* PAGINATEKST:
# # #

Vlak na de tweede wereldoorlog woont de familie de Roo in huize Dordtwijck. Hoewel landhuis Daalhuizen niet ongeschonden uit de oorlog kwam is er door de staf van de Wederopbouw tijdelijk gebruik gemaakt van Daalhuizen. Eigenlijk zouden ze hotel Beekhuizen verblijven, maar dit was net als bijna alle hotels in Velp, verwoest.
In 1947 wordt het landgoed gesplitst in een deel Dordtwijck van de fam de Roo en een deel Daalhuizen, dat met huis, koetshuis en tuin wordt verkocht aan de heer E.J.H. de Graaf. Het deel van het landgoed ten zuiden van de Arnhemsestraatweg wordt door de fam. de Roo in 1952 verkocht. Hier worden de huizen in het Zaalbosgebied gebouwd. Daarna wordt in 1955 een strook langs de Daalhuizerweg afgesplitst voor de bouw van twee-onder-een-kap woningen. Ook het noordelijke deel van Daalhuizen wordt door de heer de Graaf verkocht, en daar worden de woningen van de componistenbuurt gebouwd.

# # #

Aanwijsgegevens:

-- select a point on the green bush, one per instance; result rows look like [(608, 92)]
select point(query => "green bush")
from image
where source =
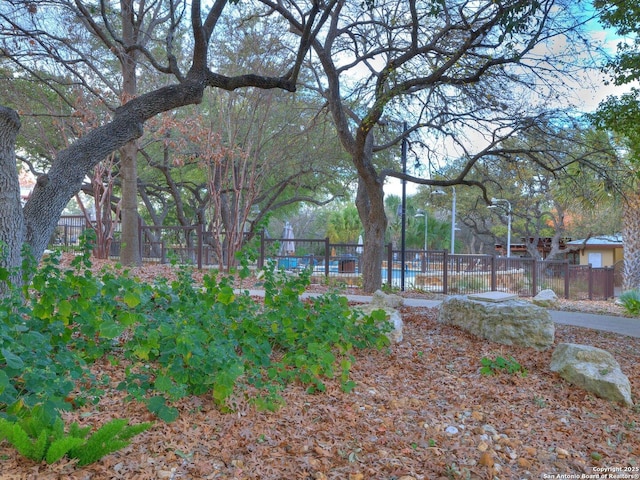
[(179, 338), (630, 301), (215, 340), (37, 437)]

# # #

* GEGEVEN OPDRACHT 1:
Beantwoord de volgende vragen over de tekst over landgoed Daalhuizen.
(a) In welk jaar wordt het landgoed gesplitst?
(b) Aan wie wordt het deel Daalhuizen met huis, koetshuis en tuin verkocht?
(c) Welke woningen worden gebouwd op het noordelijke deel van Daalhuizen?
* GEGEVEN OPDRACHT 2: Zet alle regels van de vermeldingen als een JSON-lijst van strings, één string per regel, zonder lege regels. Laat de afbeeldingen alsjeblieft weg uit je antwoord.

* UITGEWERKTE OPLOSSING 1:
(a) In 1947.
(b) Aan de heer E.J.H. de Graaf.
(c) De woningen van de componistenbuurt.

* UITGEWERKTE OPLOSSING 2:
[
  "-- select a point on the green bush, one per instance; result rows look like [(608, 92)]",
  "select point(query => \"green bush\")",
  "from image",
  "where source =",
  "[(179, 338), (630, 301), (215, 340), (37, 437)]"
]